◆ **What the task asks**
Extract the passage below defining performance materiality, copying every word of it without change.

-------- Excerpted passage

Performance materiality. The amount or amounts set by the auditor at less than materiality for the financial statements as a whole to reduce to an appropriately low level the probability that the aggregate of uncorrected and undetected misstatements exceeds materiality for the financial statements as a whole. If applicable, performance materiality also refers to the amount or amounts set by the auditor at less than the materiality level or levels for particular classes of transactions, account balances, or disclosures. Performance materiality is to be distinguished from tolerable misstatement. (Ref: par. .A3)

----------------
-------- Data provided

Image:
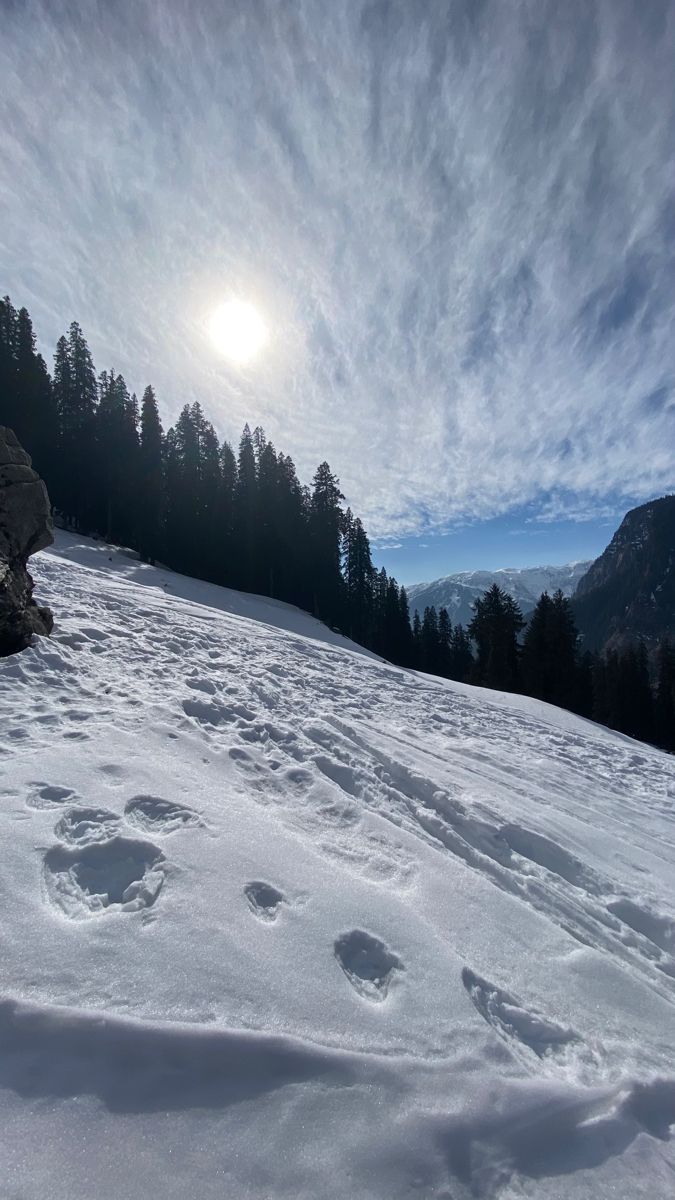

----------------

◆ **Result of the exercise**
Performance materiality. The amount or amounts set by the auditor at less than materiality for the financial statements as a whole to reduce to an appropriately low level the probability that the aggregate of uncorrected and undetected misstatements exceeds materiality for the financial statements as a whole. If applicable, performance materiality also refers to the amount or amounts set by the auditor at less than the materiality level or levels for particular classes of transactions, account balances, or disclosures. Performance materiality is to be distinguished from tolerable misstatement. (Ref: par. .A3)